===== Material to process

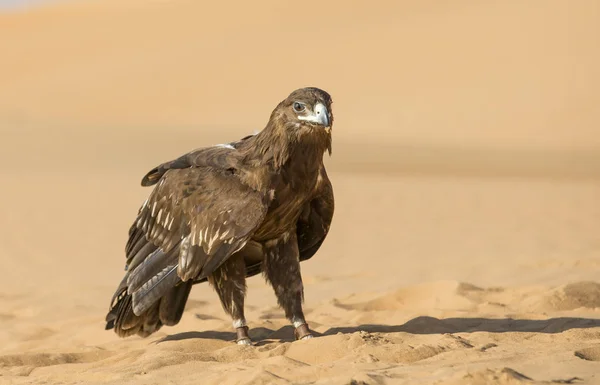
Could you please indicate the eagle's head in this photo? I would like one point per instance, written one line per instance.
(306, 114)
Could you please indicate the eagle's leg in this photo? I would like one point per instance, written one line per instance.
(229, 282)
(282, 270)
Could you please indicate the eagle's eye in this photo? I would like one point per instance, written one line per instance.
(299, 107)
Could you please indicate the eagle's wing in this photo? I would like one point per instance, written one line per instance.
(314, 221)
(194, 219)
(219, 157)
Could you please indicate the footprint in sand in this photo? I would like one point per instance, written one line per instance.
(589, 354)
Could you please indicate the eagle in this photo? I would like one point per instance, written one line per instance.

==========

**Task description**. Reproduce the records word for word, from the line containing "Could you please indicate the eagle's eye" through the last line of the records, both included.

**Full output**.
Could you please indicate the eagle's eye in this photo? I would like one point per instance, written one line per instance.
(299, 107)
Could you please indicate the eagle's wing in this photo? I would like one point per instance, written one line per instance.
(314, 221)
(194, 219)
(219, 157)
Could you please indicate the footprint in sand in this photo? I would like one point per instance, written one line per instance.
(589, 354)
Could you please indicate the eagle in this photo? I would like one point per instance, written one line per instance.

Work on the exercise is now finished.